◆ Task details:
Where does "below" occur in the listing? Copy every line that holds it.

◆ Material to process:
::::::

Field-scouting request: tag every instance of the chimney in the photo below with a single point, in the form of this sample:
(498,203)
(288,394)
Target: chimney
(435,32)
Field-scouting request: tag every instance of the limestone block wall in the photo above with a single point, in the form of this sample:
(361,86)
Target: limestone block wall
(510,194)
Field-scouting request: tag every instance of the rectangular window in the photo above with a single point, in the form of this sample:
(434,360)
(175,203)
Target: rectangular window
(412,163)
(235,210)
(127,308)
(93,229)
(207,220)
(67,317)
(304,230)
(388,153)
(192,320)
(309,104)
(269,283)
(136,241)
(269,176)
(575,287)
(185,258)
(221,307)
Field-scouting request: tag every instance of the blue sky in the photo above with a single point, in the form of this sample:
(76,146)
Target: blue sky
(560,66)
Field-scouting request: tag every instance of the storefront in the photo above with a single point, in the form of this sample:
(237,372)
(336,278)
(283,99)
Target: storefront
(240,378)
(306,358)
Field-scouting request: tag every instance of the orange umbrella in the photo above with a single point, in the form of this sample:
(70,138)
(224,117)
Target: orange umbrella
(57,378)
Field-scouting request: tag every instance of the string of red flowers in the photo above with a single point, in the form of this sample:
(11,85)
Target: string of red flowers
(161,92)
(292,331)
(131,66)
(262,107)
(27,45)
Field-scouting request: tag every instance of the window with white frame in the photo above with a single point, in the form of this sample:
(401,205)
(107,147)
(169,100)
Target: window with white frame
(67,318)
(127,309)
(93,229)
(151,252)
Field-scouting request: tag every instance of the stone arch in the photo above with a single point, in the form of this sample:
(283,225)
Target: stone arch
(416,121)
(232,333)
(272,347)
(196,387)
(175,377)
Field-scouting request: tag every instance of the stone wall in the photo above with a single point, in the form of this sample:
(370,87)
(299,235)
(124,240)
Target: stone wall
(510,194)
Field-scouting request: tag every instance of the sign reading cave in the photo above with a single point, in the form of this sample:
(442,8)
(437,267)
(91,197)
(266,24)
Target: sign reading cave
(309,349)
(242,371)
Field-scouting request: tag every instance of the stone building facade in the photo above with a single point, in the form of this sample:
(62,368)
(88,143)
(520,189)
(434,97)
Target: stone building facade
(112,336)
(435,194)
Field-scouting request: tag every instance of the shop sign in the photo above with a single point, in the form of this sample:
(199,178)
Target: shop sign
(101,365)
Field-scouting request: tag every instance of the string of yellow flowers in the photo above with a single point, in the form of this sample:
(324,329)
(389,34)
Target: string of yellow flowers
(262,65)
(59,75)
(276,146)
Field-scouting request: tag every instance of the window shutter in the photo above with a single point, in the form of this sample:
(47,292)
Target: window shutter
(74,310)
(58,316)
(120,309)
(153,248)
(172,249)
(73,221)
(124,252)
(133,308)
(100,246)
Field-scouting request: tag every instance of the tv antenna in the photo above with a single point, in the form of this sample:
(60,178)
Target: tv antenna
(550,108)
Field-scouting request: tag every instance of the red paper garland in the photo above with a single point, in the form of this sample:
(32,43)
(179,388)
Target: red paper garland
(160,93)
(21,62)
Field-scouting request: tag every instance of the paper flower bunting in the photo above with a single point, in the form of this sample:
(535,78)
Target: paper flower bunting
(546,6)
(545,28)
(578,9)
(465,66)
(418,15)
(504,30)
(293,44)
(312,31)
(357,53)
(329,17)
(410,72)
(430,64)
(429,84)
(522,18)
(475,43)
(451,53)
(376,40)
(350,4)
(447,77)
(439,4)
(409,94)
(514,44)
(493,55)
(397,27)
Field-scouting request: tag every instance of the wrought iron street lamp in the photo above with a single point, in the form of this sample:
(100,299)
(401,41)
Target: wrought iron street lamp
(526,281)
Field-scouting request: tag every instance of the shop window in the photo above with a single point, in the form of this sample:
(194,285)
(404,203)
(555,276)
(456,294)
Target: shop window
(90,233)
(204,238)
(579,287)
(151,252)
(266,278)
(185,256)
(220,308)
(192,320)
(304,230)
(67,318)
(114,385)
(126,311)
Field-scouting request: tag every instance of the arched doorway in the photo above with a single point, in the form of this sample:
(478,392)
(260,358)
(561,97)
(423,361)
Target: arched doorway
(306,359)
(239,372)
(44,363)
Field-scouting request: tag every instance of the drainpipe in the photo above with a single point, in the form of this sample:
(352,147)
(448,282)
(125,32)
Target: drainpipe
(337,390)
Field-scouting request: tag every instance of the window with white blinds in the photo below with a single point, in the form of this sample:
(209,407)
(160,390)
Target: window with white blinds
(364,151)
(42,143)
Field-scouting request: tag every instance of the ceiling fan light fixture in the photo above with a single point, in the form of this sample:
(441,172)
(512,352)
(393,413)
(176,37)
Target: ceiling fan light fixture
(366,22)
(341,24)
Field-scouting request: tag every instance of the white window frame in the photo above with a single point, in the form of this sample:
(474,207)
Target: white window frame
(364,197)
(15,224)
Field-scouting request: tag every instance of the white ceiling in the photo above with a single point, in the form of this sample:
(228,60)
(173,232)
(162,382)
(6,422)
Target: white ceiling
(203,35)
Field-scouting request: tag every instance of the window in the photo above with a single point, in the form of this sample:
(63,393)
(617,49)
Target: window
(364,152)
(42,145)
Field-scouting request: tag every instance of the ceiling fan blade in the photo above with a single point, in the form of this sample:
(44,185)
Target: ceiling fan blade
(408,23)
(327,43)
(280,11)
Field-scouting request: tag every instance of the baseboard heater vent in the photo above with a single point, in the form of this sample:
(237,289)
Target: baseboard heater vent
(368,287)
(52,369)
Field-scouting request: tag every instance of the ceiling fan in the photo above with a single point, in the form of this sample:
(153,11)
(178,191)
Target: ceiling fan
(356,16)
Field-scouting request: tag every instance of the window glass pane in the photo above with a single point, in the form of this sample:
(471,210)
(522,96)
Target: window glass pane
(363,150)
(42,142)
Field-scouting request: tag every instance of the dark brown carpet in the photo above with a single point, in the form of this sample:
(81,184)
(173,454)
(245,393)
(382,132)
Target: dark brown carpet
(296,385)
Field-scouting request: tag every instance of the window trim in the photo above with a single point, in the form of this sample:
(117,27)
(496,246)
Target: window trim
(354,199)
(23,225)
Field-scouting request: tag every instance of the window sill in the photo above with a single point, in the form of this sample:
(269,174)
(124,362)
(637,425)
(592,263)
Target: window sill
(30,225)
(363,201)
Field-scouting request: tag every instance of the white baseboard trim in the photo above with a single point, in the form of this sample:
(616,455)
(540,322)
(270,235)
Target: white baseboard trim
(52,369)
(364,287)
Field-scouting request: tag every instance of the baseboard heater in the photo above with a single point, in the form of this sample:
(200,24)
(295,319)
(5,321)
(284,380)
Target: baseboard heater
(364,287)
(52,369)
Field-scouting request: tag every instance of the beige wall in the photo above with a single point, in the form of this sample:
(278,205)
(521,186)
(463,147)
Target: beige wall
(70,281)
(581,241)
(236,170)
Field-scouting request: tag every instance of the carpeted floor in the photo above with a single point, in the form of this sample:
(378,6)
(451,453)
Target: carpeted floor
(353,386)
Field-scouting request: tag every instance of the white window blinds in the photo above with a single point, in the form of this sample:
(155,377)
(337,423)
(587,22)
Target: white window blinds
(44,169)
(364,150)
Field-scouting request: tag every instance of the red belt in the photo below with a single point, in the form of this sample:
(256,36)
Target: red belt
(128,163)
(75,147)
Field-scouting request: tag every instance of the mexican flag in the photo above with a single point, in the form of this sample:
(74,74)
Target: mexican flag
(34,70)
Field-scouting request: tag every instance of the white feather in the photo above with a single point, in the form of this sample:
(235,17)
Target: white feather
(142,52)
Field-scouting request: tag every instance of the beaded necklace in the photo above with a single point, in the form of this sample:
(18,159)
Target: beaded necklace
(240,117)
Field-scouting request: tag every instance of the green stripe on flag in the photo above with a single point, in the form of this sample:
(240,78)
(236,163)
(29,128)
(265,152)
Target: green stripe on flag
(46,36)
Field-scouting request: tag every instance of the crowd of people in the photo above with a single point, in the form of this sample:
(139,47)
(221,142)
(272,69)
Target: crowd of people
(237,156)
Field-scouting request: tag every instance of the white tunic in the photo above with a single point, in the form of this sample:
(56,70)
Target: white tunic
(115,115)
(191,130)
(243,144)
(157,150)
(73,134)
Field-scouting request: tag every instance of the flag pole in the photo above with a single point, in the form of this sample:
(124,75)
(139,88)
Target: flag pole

::::::

◆ The completed task:
Field-scouting request: tag every instance of the chimney in the photo below with a single point, in the form of this sample:
Field-scouting request: tag every instance of the window with white blinds in the photo below with a single point, in the form of this sample:
Field-scouting request: tag every instance of the red belt in the photo below with a single point, in the form of this sample:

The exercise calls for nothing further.